▶ **Task description**
Your task is to print every entry below exactly as given.

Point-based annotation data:
● ● ●
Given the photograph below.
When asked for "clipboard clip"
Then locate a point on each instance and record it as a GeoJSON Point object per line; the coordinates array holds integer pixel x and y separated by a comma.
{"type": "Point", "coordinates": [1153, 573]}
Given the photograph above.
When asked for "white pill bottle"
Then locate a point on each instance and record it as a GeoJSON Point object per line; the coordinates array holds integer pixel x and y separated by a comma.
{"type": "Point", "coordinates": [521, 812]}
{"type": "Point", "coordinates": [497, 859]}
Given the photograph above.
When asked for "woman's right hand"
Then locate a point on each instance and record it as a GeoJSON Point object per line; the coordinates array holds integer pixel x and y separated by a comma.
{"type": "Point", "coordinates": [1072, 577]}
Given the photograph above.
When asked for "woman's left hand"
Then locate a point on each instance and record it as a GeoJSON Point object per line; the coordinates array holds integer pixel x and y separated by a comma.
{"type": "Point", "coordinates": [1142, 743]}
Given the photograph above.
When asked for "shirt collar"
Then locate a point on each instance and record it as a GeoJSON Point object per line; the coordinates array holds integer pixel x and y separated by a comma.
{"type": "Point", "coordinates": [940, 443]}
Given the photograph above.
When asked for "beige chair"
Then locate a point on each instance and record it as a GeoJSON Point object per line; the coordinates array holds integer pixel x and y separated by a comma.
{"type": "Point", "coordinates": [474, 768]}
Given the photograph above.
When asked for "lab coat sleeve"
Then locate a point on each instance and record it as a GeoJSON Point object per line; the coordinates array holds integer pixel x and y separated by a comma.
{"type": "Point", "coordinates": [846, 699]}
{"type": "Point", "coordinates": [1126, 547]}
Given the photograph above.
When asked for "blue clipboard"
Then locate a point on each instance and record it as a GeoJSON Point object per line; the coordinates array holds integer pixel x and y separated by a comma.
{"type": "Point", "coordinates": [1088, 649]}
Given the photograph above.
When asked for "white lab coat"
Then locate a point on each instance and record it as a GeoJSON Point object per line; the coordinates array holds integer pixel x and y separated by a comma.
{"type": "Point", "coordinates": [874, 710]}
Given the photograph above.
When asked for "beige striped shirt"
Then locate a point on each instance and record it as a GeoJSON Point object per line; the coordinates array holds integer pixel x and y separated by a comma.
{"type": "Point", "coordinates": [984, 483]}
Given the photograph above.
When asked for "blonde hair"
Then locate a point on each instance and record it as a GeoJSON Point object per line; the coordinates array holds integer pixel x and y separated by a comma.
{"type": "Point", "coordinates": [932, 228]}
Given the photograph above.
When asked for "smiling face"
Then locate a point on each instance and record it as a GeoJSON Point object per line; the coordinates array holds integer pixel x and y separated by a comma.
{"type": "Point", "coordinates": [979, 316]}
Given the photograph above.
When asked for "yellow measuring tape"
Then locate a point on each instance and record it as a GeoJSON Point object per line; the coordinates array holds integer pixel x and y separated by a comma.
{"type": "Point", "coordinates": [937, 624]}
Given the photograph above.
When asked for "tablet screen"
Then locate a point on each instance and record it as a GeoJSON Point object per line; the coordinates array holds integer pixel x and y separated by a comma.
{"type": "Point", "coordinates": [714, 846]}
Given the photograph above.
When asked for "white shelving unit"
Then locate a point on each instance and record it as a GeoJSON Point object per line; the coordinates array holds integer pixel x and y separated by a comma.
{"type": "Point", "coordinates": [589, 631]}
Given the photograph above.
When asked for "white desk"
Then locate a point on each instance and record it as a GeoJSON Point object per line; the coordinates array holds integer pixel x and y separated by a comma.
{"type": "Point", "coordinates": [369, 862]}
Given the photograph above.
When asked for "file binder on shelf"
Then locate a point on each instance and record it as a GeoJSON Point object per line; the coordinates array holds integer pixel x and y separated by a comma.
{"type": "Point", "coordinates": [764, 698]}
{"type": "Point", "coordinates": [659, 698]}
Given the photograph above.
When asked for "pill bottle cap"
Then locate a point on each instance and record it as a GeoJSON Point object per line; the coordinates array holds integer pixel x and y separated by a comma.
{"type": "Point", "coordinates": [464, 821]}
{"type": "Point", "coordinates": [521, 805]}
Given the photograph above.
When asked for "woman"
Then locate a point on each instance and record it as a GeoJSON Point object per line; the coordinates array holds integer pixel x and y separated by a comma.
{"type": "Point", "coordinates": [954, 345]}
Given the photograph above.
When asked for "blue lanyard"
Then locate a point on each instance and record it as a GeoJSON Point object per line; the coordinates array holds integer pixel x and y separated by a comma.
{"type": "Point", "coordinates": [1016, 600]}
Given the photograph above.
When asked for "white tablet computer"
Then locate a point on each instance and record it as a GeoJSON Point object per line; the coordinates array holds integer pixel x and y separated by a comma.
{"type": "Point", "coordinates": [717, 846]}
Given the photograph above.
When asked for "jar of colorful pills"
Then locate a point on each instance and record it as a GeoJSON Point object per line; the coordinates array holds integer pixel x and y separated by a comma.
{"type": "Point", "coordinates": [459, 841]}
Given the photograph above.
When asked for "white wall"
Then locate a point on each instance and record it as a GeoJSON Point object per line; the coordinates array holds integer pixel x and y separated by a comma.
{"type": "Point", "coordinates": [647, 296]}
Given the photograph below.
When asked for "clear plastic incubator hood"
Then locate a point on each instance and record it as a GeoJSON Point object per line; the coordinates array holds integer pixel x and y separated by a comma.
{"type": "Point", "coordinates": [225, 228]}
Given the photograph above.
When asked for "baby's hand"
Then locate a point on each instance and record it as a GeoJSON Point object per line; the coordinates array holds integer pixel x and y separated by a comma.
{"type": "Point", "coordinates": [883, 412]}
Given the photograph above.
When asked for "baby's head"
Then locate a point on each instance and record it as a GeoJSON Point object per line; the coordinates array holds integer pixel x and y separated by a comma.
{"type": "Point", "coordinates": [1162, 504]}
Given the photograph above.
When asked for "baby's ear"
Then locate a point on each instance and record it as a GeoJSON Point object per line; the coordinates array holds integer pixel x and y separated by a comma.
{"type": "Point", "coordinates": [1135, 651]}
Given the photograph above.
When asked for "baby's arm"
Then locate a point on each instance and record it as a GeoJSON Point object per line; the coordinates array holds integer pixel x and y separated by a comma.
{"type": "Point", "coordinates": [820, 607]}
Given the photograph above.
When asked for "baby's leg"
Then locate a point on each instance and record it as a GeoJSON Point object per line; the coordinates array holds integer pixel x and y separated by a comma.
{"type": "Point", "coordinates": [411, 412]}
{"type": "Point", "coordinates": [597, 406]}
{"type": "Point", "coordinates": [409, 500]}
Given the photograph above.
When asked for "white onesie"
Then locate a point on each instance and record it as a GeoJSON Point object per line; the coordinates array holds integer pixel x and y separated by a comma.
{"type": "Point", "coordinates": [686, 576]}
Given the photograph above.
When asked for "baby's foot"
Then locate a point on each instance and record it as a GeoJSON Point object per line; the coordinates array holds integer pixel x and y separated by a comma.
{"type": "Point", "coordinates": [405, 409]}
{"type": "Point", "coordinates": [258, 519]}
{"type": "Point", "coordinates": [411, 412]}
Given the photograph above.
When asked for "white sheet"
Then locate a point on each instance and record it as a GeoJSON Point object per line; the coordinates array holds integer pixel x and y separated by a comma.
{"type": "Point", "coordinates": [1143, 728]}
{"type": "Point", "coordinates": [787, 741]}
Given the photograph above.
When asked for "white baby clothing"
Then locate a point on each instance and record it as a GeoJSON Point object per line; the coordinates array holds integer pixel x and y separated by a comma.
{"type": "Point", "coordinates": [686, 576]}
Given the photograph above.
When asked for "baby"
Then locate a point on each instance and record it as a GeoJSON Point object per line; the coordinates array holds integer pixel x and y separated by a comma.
● ● ●
▶ **Reply**
Given the photograph below.
When asked for "clipboard clip"
Then locate a point on each instance and record it as a GeoJSON Point object per line; the coordinates array holds integer pixel x and y separated by a comma.
{"type": "Point", "coordinates": [1153, 573]}
Given the photograph above.
When asked for "white pill bottle"
Then locate a point on each instance and record it as a GeoJSON Point object per line; the coordinates array holds integer pixel x and y separated by a comma.
{"type": "Point", "coordinates": [521, 812]}
{"type": "Point", "coordinates": [497, 859]}
Given the photograph above.
When asked for "woman's right hand"
Then locate a point on each instance and record it as a GeoJSON Point object per line; the coordinates array holds integer pixel x and y separated by a comma.
{"type": "Point", "coordinates": [1072, 577]}
Given the photograph above.
When asked for "woman's left hand"
Then locate a point on each instance and record it as a GeoJSON Point object per line; the coordinates array holds integer pixel x and y separated by a comma.
{"type": "Point", "coordinates": [1142, 743]}
Given the photograph above.
When asked for "shirt collar"
Then locate a point on each instance and record it as a GeoJSON Point object per line; the coordinates array holds integer pixel x and y separated by a comma.
{"type": "Point", "coordinates": [940, 443]}
Given the photograph above.
When asked for "beige chair"
Then locate a point on each instance and record it as a GeoJSON Point object per line; the coordinates array holds integer pixel x and y separated by a comma.
{"type": "Point", "coordinates": [474, 768]}
Given the photograph above.
When asked for "lab coat sleeve"
Then locate a point on each instance and record it as a GeoJSON Point object per line; the coordinates array holds integer pixel x and y separated by a comma.
{"type": "Point", "coordinates": [846, 699]}
{"type": "Point", "coordinates": [1126, 547]}
Given the photograph above.
When asked for "blue clipboard"
Then locate a point on each instance and record it as a GeoJSON Point object per line; the coordinates array holds integer pixel x and y separated by a comma.
{"type": "Point", "coordinates": [1088, 649]}
Given the photograph above.
When asked for "white lab coat"
Then locate a point on each instance and record it as a GeoJSON Point object per line; the coordinates array holds integer pixel x and y separated by a comma.
{"type": "Point", "coordinates": [874, 710]}
Given the photograph above.
When asked for "beige striped shirt"
Then locate a point on each instance and record it as a GeoJSON Point object per line; the coordinates array holds integer pixel x and y separated by a comma.
{"type": "Point", "coordinates": [984, 483]}
Given the photograph above.
When asked for "blonde hair"
Then locate a point on each instance and record it as a GeoJSON Point object per line; the coordinates array holds integer pixel x and y separated by a comma.
{"type": "Point", "coordinates": [932, 228]}
Given the photograph above.
When asked for "smiling face"
Then locate a point on each instance and record it as a GeoJSON Point object per line; the coordinates array holds integer pixel x and y separated by a comma.
{"type": "Point", "coordinates": [979, 316]}
Given the photograph above.
When asked for "yellow measuring tape"
Then locate a point on each instance and record it as a GeoJSON Point object per line; the coordinates array holds integer pixel x and y separated by a comma.
{"type": "Point", "coordinates": [937, 624]}
Given the photograph above.
When asked for "tablet screen"
Then locate a point on each instance and record it as a GeoJSON Point object per line; the coordinates array holds integer pixel x and y separated by a comma.
{"type": "Point", "coordinates": [714, 846]}
Given the photograph above.
When asked for "white shelving unit"
Then locate a point on each instance and record it as a GeoJSON Point object per line; the coordinates array holds integer pixel x and y separated by a comma.
{"type": "Point", "coordinates": [589, 631]}
Given the photograph above.
When asked for "white desk"
Then locate a point on each instance and record it as a GeoJSON Point object per line; the coordinates array holds integer pixel x and y separated by a comma.
{"type": "Point", "coordinates": [369, 862]}
Given the photograph above.
When asked for "file binder on shelf"
Then locate a point on each instance and record it as a GeoJSON Point object per line; the coordinates array holds integer pixel x and y separated by a comma.
{"type": "Point", "coordinates": [764, 698]}
{"type": "Point", "coordinates": [659, 698]}
Given the photograph above.
When asked for "pill bottle cap"
Then locate a point on each instance and record it as a GeoJSON Point object per line; the coordinates array holds integer pixel x and y separated by a comma.
{"type": "Point", "coordinates": [464, 821]}
{"type": "Point", "coordinates": [521, 805]}
Given the photograph above.
When asked for "woman"
Then locate a point on each instance and record it as a GeoJSON Point object per line; the coordinates array holds integer pixel x and y separated by a comma.
{"type": "Point", "coordinates": [954, 345]}
Given the photograph above.
When asked for "blue lanyard"
Then locate a point on each instance and record it as a GeoJSON Point object per line; the coordinates array holds integer pixel x and y separated by a comma.
{"type": "Point", "coordinates": [1016, 600]}
Given the photograph above.
When asked for "white tablet computer"
Then locate a point on each instance and record it as a GeoJSON Point object per line; the coordinates array holds integer pixel x and y separated by a comma.
{"type": "Point", "coordinates": [717, 846]}
Given the photograph above.
When asked for "jar of colorful pills"
Then locate a point on each instance and record it as a GeoJSON Point object per line; the coordinates array holds integer pixel x and y separated by a comma.
{"type": "Point", "coordinates": [459, 841]}
Given the photograph above.
When asked for "white wall"
Then locate a point on each instance and record it as a GeoJSON Point object per line; the coordinates array holds integer pixel x and y separated by a comma.
{"type": "Point", "coordinates": [647, 296]}
Given the photograph below.
When asked for "clear plastic incubator hood"
Then locate a point on each instance and record it as a GeoJSON Point object per line; the coordinates array holds integer pixel x and y separated by a comma.
{"type": "Point", "coordinates": [225, 228]}
Given the photograph above.
When asked for "baby's hand"
Then locate a point on each instance and record it as a GeoJSON Point object per line; the coordinates array holds integer pixel x and y separated by a comma.
{"type": "Point", "coordinates": [883, 412]}
Given the photograph above.
When asked for "baby's head"
Then locate a point on each instance and record it as a GeoJSON Point object per line; the coordinates array holds integer pixel x and y separated by a comma.
{"type": "Point", "coordinates": [1162, 504]}
Given the photograph above.
When asked for "baby's ear"
Then locate a point on each instance and record it as a GeoJSON Point object per line; the coordinates array holds integer pixel x and y separated by a comma.
{"type": "Point", "coordinates": [1135, 651]}
Given the photograph above.
When asked for "baby's arm"
Then locate a point on each instance and record it as a GeoJSON Point object per line; the coordinates array holds integer pixel x and y separated by a comma.
{"type": "Point", "coordinates": [820, 607]}
Given the photograph above.
When asked for "baby's leg"
Then locate a point on each instance and record it as a GeoJSON Point object per line; the coordinates array holds integer pixel x and y separated by a comma.
{"type": "Point", "coordinates": [411, 412]}
{"type": "Point", "coordinates": [597, 406]}
{"type": "Point", "coordinates": [409, 500]}
Given the photograph above.
When asked for "white onesie"
Then locate a point on each instance and record it as a GeoJSON Point object per line; the coordinates array holds integer pixel x and y separated by a comma.
{"type": "Point", "coordinates": [686, 576]}
Given the photograph above.
When asked for "baby's foot"
Then locate a point on each instance and record it as a GeoJSON Point object per line; the coordinates array holds integer pixel x and y separated by a comma.
{"type": "Point", "coordinates": [405, 409]}
{"type": "Point", "coordinates": [258, 519]}
{"type": "Point", "coordinates": [411, 412]}
Given the photograph above.
When asked for "white sheet"
Then locate a point on each instance and record it as a GeoJSON Point object per line; the coordinates array holds integer pixel x and y separated by a comma.
{"type": "Point", "coordinates": [1143, 728]}
{"type": "Point", "coordinates": [787, 741]}
Given the photograph above.
When asked for "white baby clothing"
Then locate a point on each instance and record it as a GeoJSON Point object per line; the coordinates array holds integer pixel x and y separated by a comma.
{"type": "Point", "coordinates": [686, 576]}
Given the photograph above.
When asked for "baby"
Then locate a point on each instance and record it as a GeoJSON Point object per line; the coordinates array holds integer pixel x and y separated by a comma.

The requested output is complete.